Aim of the task:
Extract the complete listing and output it unchanged.

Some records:
--

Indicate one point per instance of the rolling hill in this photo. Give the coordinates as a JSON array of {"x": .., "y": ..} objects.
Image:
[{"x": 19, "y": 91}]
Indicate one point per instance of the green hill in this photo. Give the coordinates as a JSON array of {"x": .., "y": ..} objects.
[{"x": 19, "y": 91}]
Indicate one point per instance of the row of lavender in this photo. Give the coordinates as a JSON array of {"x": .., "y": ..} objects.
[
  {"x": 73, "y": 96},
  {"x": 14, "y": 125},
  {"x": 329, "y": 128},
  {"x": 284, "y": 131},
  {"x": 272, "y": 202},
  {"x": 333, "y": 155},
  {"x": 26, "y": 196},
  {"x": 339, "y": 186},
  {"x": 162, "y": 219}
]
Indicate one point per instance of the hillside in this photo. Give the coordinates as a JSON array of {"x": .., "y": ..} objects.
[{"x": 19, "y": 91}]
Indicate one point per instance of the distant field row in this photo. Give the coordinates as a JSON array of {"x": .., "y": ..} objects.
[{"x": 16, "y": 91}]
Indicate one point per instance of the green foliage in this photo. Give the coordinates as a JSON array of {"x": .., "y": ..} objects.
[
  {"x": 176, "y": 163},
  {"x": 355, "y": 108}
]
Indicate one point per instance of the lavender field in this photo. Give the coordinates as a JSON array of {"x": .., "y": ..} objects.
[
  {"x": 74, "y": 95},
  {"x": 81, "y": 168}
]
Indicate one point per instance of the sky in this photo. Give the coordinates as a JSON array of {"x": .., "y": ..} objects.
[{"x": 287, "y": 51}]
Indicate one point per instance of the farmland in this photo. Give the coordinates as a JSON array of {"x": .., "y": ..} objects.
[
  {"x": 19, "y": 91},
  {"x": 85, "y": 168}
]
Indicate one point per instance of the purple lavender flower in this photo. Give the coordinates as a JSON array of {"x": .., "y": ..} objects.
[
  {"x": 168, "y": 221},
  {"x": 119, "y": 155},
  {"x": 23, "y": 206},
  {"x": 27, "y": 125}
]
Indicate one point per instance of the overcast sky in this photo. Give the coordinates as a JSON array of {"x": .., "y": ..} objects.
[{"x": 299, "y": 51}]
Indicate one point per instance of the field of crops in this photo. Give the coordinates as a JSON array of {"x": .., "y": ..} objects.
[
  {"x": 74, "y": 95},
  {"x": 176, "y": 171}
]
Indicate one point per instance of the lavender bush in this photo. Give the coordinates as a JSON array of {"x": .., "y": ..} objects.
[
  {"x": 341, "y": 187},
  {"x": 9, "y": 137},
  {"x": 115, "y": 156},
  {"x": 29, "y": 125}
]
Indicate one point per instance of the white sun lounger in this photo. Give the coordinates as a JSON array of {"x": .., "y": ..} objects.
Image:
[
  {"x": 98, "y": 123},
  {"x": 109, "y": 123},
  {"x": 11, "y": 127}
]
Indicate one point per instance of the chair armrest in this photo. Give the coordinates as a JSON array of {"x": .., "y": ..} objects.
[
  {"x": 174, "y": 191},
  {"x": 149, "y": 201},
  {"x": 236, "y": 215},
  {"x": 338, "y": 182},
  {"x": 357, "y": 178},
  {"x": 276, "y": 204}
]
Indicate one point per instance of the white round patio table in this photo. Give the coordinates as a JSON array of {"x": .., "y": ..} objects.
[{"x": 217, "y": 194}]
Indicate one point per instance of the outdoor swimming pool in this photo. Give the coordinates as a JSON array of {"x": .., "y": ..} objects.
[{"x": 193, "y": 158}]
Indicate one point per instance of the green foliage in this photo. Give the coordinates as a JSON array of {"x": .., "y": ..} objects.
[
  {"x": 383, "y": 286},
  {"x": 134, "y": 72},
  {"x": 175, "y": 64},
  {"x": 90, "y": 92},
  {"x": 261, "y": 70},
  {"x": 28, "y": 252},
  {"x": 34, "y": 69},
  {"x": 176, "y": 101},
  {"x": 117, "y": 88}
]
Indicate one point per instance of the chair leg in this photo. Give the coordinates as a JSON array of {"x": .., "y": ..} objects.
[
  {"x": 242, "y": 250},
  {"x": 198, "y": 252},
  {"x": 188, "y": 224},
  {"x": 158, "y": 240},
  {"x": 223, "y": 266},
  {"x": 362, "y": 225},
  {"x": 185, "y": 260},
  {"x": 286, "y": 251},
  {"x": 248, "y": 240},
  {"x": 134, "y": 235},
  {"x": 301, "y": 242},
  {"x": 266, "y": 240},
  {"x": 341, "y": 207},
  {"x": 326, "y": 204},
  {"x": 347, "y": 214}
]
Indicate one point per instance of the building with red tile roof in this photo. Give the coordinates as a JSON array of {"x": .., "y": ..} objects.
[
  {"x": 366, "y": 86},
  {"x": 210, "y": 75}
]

--

Expected answer:
Indicate one point per instance of the rolling hill in this photo. Give the coordinates as a JSON array of {"x": .., "y": ..} objects.
Image:
[{"x": 19, "y": 91}]
Indicate one point per instance of the green hill in this photo. Give the coordinates as a JSON array of {"x": .., "y": ..} objects.
[{"x": 19, "y": 91}]
Indicate one point per instance of the row of lavender in this photo. Give the coordinates as a JSON array of {"x": .., "y": ..} objects.
[
  {"x": 73, "y": 96},
  {"x": 14, "y": 125},
  {"x": 329, "y": 128},
  {"x": 284, "y": 131},
  {"x": 272, "y": 202},
  {"x": 333, "y": 155},
  {"x": 26, "y": 196},
  {"x": 339, "y": 186},
  {"x": 162, "y": 219}
]
Indicate one point per instance of the hillside in this photo. Give the coordinates as a JSON array of {"x": .., "y": ..} objects.
[{"x": 19, "y": 91}]
Indicate one point per instance of the distant field row in this photo. Give the coordinates as a JSON array of {"x": .., "y": ..} objects.
[{"x": 16, "y": 91}]
Indicate one point per instance of the green foliage in this photo. Give the coordinates as a JSON array of {"x": .., "y": ..} objects.
[
  {"x": 176, "y": 163},
  {"x": 355, "y": 108}
]
Indicate one point per instance of the lavender field in this photo. Give the coordinates as a JSON array of {"x": .., "y": ..} objects.
[
  {"x": 74, "y": 95},
  {"x": 81, "y": 168}
]
Indicate one point per instance of the sky in this photo. Give the coordinates as a JSON array of {"x": .., "y": ..} objects.
[{"x": 287, "y": 51}]
Indicate one point per instance of the farmland in this photo. Give the coordinates as a JSON array of {"x": .., "y": ..} objects.
[
  {"x": 19, "y": 91},
  {"x": 85, "y": 168}
]
Indicate one point per instance of the purple lavender flower in this photo. Give the coordinates as a JSON array of {"x": .., "y": ..} objects.
[
  {"x": 168, "y": 221},
  {"x": 119, "y": 155},
  {"x": 23, "y": 206},
  {"x": 27, "y": 125}
]
Indicate one point per instance of the overcast sky in this photo. Give the coordinates as a JSON array of {"x": .., "y": ..} objects.
[{"x": 299, "y": 51}]
Indicate one point per instance of the field of crops in this photo. Give the coordinates as a JSON array of {"x": .., "y": ..} objects.
[
  {"x": 74, "y": 95},
  {"x": 176, "y": 171}
]
Indicate one point per instance of the lavender bush in this photo. Give the coordinates as a JSON array of {"x": .., "y": ..} objects.
[
  {"x": 341, "y": 187},
  {"x": 9, "y": 137},
  {"x": 115, "y": 156},
  {"x": 29, "y": 125}
]
Indicate one point per instance of the white sun lounger in this photo. Give the coordinates as a JSON array of {"x": .., "y": ..} objects.
Image:
[
  {"x": 98, "y": 123},
  {"x": 109, "y": 123},
  {"x": 11, "y": 127}
]
Indicate one point per instance of the chair armrest in this photo. Give the coordinates as a JSON array of {"x": .., "y": ..} objects.
[
  {"x": 174, "y": 191},
  {"x": 149, "y": 201},
  {"x": 236, "y": 215},
  {"x": 338, "y": 182},
  {"x": 357, "y": 178},
  {"x": 276, "y": 204}
]
Indicate one point per instance of the white round patio table in this photo. Give the coordinates as a JSON array of {"x": .., "y": ..} objects.
[{"x": 217, "y": 194}]
Indicate one point per instance of the outdoor swimming pool in this photo. Give the coordinates as a JSON array of {"x": .., "y": ..} objects.
[{"x": 193, "y": 158}]
Indicate one point per instance of the green foliage in this photo. Give the coordinates as a JSON array of {"x": .., "y": ..} objects.
[
  {"x": 383, "y": 286},
  {"x": 134, "y": 72},
  {"x": 175, "y": 64},
  {"x": 90, "y": 92},
  {"x": 261, "y": 70},
  {"x": 28, "y": 252},
  {"x": 34, "y": 69},
  {"x": 176, "y": 101},
  {"x": 117, "y": 88}
]
Indicate one point per instance of the chair leg in this photo. Give the coordinates as a JSON array of {"x": .., "y": ..} objects.
[
  {"x": 242, "y": 250},
  {"x": 198, "y": 252},
  {"x": 188, "y": 224},
  {"x": 158, "y": 240},
  {"x": 223, "y": 266},
  {"x": 362, "y": 225},
  {"x": 185, "y": 260},
  {"x": 286, "y": 251},
  {"x": 248, "y": 240},
  {"x": 134, "y": 235},
  {"x": 301, "y": 242},
  {"x": 266, "y": 240},
  {"x": 341, "y": 207},
  {"x": 326, "y": 204},
  {"x": 347, "y": 214}
]
Indicate one point per instance of the building with red tile roof in this photo. Give the coordinates as a JSON array of {"x": .., "y": ..} objects.
[
  {"x": 366, "y": 86},
  {"x": 210, "y": 75}
]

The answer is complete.